◆ INSTRUCTIONS FOR THE TASK ◆
From the records below, pull out every line that contains the word "windshield" and list those lines in their original order.

◆ TASK DATA ◆
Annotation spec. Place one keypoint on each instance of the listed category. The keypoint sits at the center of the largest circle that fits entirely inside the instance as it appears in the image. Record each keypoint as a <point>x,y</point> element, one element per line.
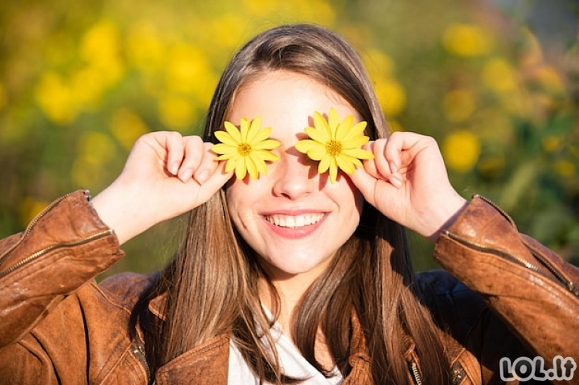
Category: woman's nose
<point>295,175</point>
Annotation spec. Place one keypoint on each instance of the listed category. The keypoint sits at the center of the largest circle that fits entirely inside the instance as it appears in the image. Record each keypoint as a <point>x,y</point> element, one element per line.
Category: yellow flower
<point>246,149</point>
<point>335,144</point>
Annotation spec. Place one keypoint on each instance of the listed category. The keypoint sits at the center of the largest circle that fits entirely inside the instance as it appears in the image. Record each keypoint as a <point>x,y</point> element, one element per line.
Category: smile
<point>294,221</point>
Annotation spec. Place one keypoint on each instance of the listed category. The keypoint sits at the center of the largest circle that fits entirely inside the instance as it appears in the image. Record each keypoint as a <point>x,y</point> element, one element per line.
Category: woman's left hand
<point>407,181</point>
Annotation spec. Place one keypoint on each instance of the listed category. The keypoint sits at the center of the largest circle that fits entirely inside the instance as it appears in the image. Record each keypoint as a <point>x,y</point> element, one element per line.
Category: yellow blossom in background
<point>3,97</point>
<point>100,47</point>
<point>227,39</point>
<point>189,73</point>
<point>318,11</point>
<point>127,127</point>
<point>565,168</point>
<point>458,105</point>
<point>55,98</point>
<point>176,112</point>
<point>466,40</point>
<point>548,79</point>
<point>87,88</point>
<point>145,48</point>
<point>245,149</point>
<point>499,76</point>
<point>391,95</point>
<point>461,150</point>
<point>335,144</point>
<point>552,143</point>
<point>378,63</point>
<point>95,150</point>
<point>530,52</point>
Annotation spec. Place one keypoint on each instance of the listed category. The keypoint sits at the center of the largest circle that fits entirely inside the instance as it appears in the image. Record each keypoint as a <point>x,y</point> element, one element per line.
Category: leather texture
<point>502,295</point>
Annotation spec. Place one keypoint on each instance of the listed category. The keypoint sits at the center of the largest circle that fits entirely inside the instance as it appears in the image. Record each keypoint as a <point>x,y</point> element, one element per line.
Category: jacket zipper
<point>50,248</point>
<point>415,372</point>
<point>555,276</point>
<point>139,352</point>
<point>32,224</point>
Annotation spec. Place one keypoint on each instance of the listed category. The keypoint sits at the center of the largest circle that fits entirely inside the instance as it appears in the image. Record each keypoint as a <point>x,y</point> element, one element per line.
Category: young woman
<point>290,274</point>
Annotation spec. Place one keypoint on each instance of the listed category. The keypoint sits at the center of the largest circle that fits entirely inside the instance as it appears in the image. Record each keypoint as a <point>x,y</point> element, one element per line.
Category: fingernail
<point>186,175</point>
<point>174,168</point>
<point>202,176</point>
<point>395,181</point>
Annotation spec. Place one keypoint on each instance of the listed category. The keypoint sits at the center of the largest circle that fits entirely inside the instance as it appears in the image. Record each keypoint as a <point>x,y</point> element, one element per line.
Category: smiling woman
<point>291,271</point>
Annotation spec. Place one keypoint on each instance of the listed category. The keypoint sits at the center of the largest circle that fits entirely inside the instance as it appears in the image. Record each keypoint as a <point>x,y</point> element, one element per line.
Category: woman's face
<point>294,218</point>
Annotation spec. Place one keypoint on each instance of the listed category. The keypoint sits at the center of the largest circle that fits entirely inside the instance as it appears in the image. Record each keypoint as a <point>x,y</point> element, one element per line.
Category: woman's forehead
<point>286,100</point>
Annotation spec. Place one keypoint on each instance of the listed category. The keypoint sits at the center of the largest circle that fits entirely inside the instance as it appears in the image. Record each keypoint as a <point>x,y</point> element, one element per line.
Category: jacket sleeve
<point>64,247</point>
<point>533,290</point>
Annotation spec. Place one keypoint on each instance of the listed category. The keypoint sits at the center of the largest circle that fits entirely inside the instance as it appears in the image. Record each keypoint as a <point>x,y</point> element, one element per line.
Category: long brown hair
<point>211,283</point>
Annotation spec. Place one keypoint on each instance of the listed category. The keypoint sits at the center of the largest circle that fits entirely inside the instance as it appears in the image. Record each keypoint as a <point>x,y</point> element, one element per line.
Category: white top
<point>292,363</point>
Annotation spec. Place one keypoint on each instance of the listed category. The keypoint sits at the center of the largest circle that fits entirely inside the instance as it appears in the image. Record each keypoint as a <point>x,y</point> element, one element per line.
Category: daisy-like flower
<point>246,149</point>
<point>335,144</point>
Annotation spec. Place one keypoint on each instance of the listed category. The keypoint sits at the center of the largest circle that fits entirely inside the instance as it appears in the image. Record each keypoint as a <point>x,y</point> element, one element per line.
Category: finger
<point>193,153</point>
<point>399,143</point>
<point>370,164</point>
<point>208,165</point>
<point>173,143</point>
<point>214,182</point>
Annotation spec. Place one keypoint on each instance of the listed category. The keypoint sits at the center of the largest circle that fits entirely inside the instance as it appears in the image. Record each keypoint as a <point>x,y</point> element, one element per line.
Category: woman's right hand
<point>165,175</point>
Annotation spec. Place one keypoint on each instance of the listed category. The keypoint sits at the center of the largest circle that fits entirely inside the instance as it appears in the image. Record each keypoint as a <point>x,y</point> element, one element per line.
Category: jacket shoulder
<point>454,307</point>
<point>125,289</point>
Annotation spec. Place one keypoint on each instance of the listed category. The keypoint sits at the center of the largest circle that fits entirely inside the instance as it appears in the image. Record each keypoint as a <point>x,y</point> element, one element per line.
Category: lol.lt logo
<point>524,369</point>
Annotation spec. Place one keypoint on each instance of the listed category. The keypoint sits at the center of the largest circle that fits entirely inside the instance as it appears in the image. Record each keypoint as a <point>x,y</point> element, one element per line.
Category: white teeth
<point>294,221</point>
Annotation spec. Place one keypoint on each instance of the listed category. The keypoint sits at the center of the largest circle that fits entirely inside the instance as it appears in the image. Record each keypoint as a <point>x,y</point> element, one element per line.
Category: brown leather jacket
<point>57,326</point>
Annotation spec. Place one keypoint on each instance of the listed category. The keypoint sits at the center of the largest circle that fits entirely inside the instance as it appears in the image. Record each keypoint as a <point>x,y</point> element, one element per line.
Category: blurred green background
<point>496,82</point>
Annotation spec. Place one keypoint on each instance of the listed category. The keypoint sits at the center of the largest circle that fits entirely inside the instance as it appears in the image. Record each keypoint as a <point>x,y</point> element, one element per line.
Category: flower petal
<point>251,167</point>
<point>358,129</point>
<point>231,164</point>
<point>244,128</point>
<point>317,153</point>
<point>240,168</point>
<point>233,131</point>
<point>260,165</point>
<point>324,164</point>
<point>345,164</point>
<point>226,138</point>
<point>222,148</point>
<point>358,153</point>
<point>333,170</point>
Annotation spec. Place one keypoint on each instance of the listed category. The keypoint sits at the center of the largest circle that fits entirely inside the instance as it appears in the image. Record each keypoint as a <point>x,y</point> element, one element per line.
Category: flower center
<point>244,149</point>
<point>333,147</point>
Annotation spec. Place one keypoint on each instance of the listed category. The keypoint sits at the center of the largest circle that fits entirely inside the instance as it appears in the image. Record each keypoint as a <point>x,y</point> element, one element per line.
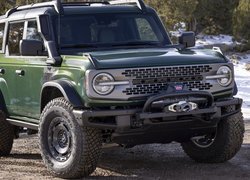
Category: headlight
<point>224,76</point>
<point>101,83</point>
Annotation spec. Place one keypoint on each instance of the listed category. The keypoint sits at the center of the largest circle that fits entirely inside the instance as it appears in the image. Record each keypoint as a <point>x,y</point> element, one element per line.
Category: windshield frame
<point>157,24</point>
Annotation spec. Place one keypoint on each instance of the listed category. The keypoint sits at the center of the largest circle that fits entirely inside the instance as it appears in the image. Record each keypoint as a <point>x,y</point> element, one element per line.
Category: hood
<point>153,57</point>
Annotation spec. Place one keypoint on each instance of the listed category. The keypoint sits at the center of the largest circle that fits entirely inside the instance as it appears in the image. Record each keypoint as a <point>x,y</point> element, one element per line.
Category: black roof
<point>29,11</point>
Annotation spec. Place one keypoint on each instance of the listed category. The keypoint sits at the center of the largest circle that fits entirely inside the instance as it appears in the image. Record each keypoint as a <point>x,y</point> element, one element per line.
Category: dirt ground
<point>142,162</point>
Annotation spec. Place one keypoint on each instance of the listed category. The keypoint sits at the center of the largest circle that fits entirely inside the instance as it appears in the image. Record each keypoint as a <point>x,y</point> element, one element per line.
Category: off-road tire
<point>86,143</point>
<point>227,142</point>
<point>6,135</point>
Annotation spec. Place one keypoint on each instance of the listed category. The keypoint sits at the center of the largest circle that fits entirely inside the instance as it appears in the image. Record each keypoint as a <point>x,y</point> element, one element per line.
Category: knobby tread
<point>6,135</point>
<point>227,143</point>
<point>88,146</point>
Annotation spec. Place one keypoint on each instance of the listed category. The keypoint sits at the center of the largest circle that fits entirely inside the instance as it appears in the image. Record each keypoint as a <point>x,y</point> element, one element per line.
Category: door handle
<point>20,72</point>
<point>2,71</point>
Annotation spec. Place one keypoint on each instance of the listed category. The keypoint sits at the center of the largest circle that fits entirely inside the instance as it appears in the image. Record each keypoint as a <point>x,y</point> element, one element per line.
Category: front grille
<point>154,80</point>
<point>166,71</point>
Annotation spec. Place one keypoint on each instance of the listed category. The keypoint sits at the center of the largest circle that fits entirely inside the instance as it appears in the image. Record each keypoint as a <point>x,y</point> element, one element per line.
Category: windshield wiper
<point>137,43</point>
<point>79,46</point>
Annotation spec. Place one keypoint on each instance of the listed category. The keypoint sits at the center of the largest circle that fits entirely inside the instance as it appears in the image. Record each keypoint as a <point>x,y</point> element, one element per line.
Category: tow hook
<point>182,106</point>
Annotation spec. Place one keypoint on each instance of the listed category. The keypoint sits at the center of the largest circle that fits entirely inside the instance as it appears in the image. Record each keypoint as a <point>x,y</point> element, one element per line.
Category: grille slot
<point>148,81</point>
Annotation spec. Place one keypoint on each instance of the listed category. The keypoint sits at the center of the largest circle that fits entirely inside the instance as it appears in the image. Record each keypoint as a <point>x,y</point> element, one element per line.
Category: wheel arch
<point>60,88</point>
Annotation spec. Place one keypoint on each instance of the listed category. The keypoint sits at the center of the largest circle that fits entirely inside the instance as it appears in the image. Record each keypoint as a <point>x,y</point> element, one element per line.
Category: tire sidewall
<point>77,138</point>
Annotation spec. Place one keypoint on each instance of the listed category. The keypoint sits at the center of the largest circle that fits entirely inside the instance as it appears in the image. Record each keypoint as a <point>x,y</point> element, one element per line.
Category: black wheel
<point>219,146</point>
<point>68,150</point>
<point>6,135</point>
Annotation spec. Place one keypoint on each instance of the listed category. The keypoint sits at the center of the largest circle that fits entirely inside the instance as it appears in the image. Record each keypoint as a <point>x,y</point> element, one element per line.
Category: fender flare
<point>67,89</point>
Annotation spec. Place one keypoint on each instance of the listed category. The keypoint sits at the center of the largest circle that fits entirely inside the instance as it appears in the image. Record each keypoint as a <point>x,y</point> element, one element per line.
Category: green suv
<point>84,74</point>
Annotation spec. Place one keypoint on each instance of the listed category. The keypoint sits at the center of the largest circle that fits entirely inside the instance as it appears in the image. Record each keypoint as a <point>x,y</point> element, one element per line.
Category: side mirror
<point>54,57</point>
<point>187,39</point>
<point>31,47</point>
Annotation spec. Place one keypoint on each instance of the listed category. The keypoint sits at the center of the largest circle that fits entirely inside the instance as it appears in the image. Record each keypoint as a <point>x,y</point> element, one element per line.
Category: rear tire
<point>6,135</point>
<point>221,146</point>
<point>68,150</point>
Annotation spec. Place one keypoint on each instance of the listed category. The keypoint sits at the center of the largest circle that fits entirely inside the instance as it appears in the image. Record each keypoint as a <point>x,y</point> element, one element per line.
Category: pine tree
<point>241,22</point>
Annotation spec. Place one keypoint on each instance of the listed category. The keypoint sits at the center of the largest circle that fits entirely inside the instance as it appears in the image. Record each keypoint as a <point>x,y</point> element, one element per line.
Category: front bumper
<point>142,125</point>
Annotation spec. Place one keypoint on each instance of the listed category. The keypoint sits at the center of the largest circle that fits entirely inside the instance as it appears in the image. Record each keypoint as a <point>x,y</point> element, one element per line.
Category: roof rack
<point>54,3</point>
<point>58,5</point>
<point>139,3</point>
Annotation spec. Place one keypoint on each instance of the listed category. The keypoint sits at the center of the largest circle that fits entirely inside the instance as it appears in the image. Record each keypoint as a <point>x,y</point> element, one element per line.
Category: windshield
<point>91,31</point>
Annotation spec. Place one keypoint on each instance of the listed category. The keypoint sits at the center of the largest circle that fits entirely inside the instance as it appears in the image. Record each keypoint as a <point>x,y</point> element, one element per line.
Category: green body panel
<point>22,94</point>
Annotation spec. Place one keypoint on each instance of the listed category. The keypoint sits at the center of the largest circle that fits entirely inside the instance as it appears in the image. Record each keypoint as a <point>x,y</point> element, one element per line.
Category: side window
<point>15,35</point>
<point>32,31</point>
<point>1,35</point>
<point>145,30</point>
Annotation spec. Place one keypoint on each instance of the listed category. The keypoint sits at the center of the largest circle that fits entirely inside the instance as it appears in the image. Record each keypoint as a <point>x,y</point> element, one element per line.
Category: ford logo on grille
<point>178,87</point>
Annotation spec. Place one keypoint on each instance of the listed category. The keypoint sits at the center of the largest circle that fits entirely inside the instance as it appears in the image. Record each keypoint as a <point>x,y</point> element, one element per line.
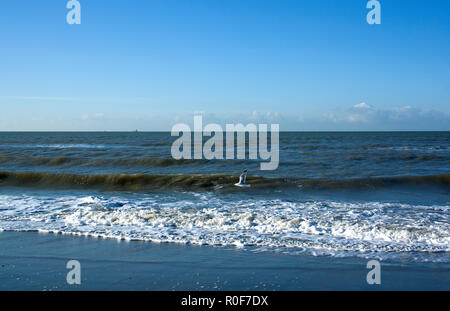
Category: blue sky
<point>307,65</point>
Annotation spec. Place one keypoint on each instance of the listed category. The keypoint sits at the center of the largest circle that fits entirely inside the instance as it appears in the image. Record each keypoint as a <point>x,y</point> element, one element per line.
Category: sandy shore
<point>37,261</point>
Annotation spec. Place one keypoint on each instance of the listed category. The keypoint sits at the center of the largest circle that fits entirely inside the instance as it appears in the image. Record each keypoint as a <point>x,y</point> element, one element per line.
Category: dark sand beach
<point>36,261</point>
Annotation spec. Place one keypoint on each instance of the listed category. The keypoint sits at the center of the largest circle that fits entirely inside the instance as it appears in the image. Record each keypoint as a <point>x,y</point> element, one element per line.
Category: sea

◆ TASK ANSWER ◆
Category: windshield frame
Category: windshield wiper
Category: windshield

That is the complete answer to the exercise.